▶ **INSTRUCTIONS**:
A. Copy out everything in the PICT how-to from "The website provides" down to "developments and insights.", swapping "instructors" for "teachers" each time it occurs.
B. Carry on the PICT how-to guide past its final sentence.

### SELECTED EXCERPT ###

How-To of PICT

The logistical elements of PICT pertain to the need for a multi-faceted awareness of existing institutional structures, of regional academic or scholarly expectations, of access to materials and resources, of coordination over time zones and term schedules, and of pedagogical best practices within and across disciplines. The mechanics of PICT are informed by the core principles of the model and reflect a structured approach to teaching and learning.

1. Identify a collaborating partner

Do you share an interest with a colleague elsewhere in an aspect of research or curriculum that has potential to be explored by teaching together? Is there a complementarity of theory, method, or expertise between you that would make your collaboration greater than the sum of its parts? Have you a great idea for a course module and would like to use the PICT website to announce your idea to prospective partners? Once your idea has led to the beginnings of a partnership, move to the next stage of preparation: discussions about the practicalities of collaboration should begin at least six months before the class starts, and preferably nine to twelve months in advance, in order to be integrated into departmental planning.


2. Use the PICT website

The website provides a step-by-step, largely templated process for partnering, proposing, planning, and delivering collaborative courses through PICT. It contains lists of past, current, and proposed courses, and of participating instructors. It also includes a general rationale for the project, as well as testimonials from instructors and students, original peer-reviewed articles on PICT-based teaching and learning, and a bulletin on the latest developments and insights.


3. Consult early

Does your module start in September? Start the discussion with your dean or department head as early as May – earlier if there are implications for class scheduling and assignment of duties.
Consult with the administrative head of your unit as soon as possible in order to identify and schedule the course in question. For administrative convenience, the most efficient option may be to locate a PICT collaboration within an existing course structure in a course that is part of normally assigned duties. The course may become aligned regularly with collaborative teaching, where its inclusion of a unit or more of PICT is viewed as the given duty of the faculty member to whom the course is assigned at each site. In all cases, it is necessary to consider carefully the place of PICT-related activity within the institution-specific course slate and institutional practices regarding assignment of duties and scheduling of classes. Similarly, the evaluation of students’ work should follow the requirements of the students’ own institution. In other words, the collaboration should fit into and not disturb regular institutional norms at both sites, and both collaborating instructors should work to respect these practices at each other’s institution.

### INFORMATION SUPPLIED ###

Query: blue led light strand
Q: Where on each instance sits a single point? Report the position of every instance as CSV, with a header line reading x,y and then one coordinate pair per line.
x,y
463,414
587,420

###
### INFORMATION SUPPLIED ###

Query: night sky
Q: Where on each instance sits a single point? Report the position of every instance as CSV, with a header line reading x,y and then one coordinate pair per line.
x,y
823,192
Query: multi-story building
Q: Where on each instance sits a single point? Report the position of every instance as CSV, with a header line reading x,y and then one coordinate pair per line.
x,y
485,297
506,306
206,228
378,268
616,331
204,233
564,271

###

▶ **TASK-BY-TASK OUTPUTS**:
A.
The website provides a step-by-step, largely templated process for partnering, proposing, planning, and delivering collaborative courses through PICT. It contains lists of past, current, and proposed courses, and of participating teachers. It also includes a general rationale for the project, as well as testimonials from teachers and students, original peer-reviewed articles on PICT-based teaching and learning, and a bulletin on the latest developments and insights.

B.
4. Gear up for intercultural awareness

To focus and stimulate class discussion, we’ve been using Geert Hofstede’s six dimensions model of national culture.
Plan for a preliminary session in which the students at both sites discuss and test concepts of cultural difference. This class could be led by a student peer mentor.


5. Estimate the time commitment

The commitment of time will be a primary consideration in deciding whether to develop and implement a new method of teaching. Therefore even a broad estimate of this commitment may help those who are considering incorporating PICT into their own regularly assigned teaching. The time factor will be reduced by using the templates and other resources in the PICT website. For a module in a pair of courses and lasting four weeks, assuming an exchange of four classes (two by each participating instructor), the following elements stood out for previous PICT instructors:


Time Estimates

Communicating to plan the focus, materials, activities, learning objectives, and other outcomes of the classes (and this stage of planning is likely to expand to take account of differing curricular and pedagogical models)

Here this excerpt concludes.